Defense and special teams need to travel on the road in the SEC, and this was just another example of that.  Missouri never had any momentum, and knew they would have to be more lucky than good to make anything happen as the game progressed.

Credit to Dan Mullen and his staff for having his players in the right mindset for this game.  No need to look backwards at the embarrassing losses under Won’t Misschump, the Swamp Donkey, or even last year.  No need to be concerned about the weather (it was fine).  No need to read too much into Missouri’s home record which was built up against garbage teams.  Just go out and play hard, and the better team (Florida) would win.

There are still a few goals to achieve for this year’s team – win 10 regular season games, beat F$U, and get into another New Year’s Six bowl game.  The Gators have their 3rd bye week of the season to rest, get as healthy as possible, and throw everything they have at the Criminoles and beat those clowns down – again.

I’ll be back next week with my game preview.  Happy Thanksgiving, and Go Gators!

Vanderbilt Review / Missouri Preview

Florida came out and dominated Vanderbilt from the start with a 56-0 shutout that was as easy as the score indicated.  For a change, the Gators didn’t struggle with Vandy after a tough game (win or lose), completely shutting down the Commodore offense while getting untracked on offense late in the first quarter and never looking back.

The Gator defense took advantage of the ‘Dores having to play their 3rd-team QB, focusing on controlling RB Ke’Shawn Vaughn and their running game.  After establishing control of the LOS, Vandy’s passing game was never going to be a threat, and the defense held the ‘Dores to 128 total yards while racking up 6 sacks, 2 interceptions, and 1 fumble recovery returned for a TD by Jonathan Greenard.  Vanderbilt is 126th out of 130 FBS schools in scoring offense, and simply were outclassed all afternoon.

GIVEN INFORMATION >>
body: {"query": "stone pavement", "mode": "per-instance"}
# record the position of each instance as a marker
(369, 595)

WRITTEN PROBLEM 1 >> Transcribe the Gators football text from "Credit to Dan" up to and including "(Florida) would win.".
WRITTEN PROBLEM 2 >> Rewrite the paragraph of the Gators football text that begins "There are still a few goals" as a short bulleted list, keeping its main facts.
WRITTEN PROBLEM 3 >> Take the Gators football text further from the point where it stops.

EXERCISE RESPONSE 1 >>
Credit to Dan Mullen and his staff for having his players in the right mindset for this game.  No need to look backwards at the embarrassing losses under Won’t Misschump, the Swamp Donkey, or even last year.  No need to be concerned about the weather (it was fine).  No need to read too much into Missouri’s home record which was built up against garbage teams.  Just go out and play hard, and the better team (Florida) would win.

EXERCISE RESPONSE 2 >>
- Remaining goals for this year's team: win 10 regular season games, beat F$U, and reach another New Year's Six bowl game.
- The Gators have their 3rd bye week of the season to rest and get as healthy as possible.
- They will then throw everything they have at the Criminoles and aim to beat them again.

EXERCISE RESPONSE 3 >>
On offense, Florida again struggled to establish a consistent running game, but completely overwhelmed Vandy’s pass defense as Kyle Trask rolled up 363 yards with 3 passing TDs and one running TD.  Emory Jones was able to get a decent number of snaps throughout the game and was efficient throwing and running, including 3 rushing TDs.  The WRs were mismatches for Vandy’s secondary and consistently gained separation all afternoon.  Trask did have 2 interceptions – one was simply a poor read on his part – still some learning to do.  True freshman Ethan White filled in at right guard for the suddenly departed Chris Bleich, while redshirt freshman Richard Gouriage started in place of the injured Brett Heggie at left guard.  It was a glimpse of the future, and they did an adequate job in relief. 

It’s on to Missouri, which has (sadly) won 4 of 7 against Florida since joining the SEC.  For some reason the Gators never seem to go into this game with any real enthusiasm, and the results have reflected that attitude.  Gator Nation is sick of these interlopers having the upper hand, and it sure would be nice to go up to Columbia and punish the Tigers.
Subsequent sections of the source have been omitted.